**DO THIS**
Write out the lines of the items below word for word, starting at the line that contains "Practice. Indicate each instance of the dense" and ending at the final line of the items.

(Stored items from a collection)
+++++

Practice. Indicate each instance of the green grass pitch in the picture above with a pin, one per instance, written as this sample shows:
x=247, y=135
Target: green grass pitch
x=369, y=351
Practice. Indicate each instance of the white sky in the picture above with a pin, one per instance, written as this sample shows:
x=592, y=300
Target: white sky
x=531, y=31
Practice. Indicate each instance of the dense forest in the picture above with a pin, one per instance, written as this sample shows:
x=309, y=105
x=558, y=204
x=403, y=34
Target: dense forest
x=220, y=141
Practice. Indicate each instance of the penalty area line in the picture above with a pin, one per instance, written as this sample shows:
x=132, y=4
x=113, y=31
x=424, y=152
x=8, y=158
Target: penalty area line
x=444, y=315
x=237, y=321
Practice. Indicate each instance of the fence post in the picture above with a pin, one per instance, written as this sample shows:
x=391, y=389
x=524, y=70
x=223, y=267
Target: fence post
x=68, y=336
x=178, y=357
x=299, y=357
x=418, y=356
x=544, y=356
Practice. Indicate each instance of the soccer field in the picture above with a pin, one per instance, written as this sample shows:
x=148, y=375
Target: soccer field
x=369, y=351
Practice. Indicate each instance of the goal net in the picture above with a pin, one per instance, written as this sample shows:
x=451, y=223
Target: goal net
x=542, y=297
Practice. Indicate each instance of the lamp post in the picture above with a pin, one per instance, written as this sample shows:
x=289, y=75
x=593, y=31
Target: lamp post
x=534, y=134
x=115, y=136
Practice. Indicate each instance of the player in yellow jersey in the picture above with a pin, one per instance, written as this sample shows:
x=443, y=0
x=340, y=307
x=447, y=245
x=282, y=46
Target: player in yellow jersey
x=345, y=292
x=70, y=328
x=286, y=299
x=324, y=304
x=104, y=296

+++++

**SOLUTION FOR THIS PROBLEM**
Practice. Indicate each instance of the dense forest in the picture above with a pin, one per instance, written as this sample shows:
x=309, y=105
x=558, y=204
x=403, y=34
Target: dense forest
x=220, y=141
Practice. Indicate each instance of the penalty area line in the picture above with a pin, one per instance, written as this sample shows:
x=132, y=4
x=113, y=31
x=424, y=152
x=8, y=158
Target: penalty area line
x=444, y=315
x=237, y=321
Practice. Indicate each instance of the fence post in the picture above with a pin, one per instance, written as this sample shows:
x=391, y=389
x=524, y=70
x=223, y=267
Target: fence post
x=68, y=336
x=178, y=357
x=299, y=357
x=418, y=356
x=544, y=356
Practice. Indicate each instance of the soccer field in the picture above with a pin, one per instance, written as this sample shows:
x=148, y=375
Target: soccer field
x=369, y=351
Practice. Indicate each instance of the goal net in the picture above with a pin, one per instance, written as this sample shows:
x=451, y=223
Target: goal net
x=542, y=297
Practice. Indicate each instance of the lamp post in the picture above with a pin, one per instance, written as this sample shows:
x=289, y=75
x=593, y=31
Target: lamp post
x=534, y=134
x=115, y=136
Practice. Indicate each instance of the player in yellow jersey in the picture above with a pin, one per instance, written as this sample shows:
x=443, y=0
x=340, y=307
x=447, y=245
x=282, y=46
Target: player in yellow jersey
x=345, y=292
x=70, y=328
x=286, y=299
x=324, y=304
x=104, y=296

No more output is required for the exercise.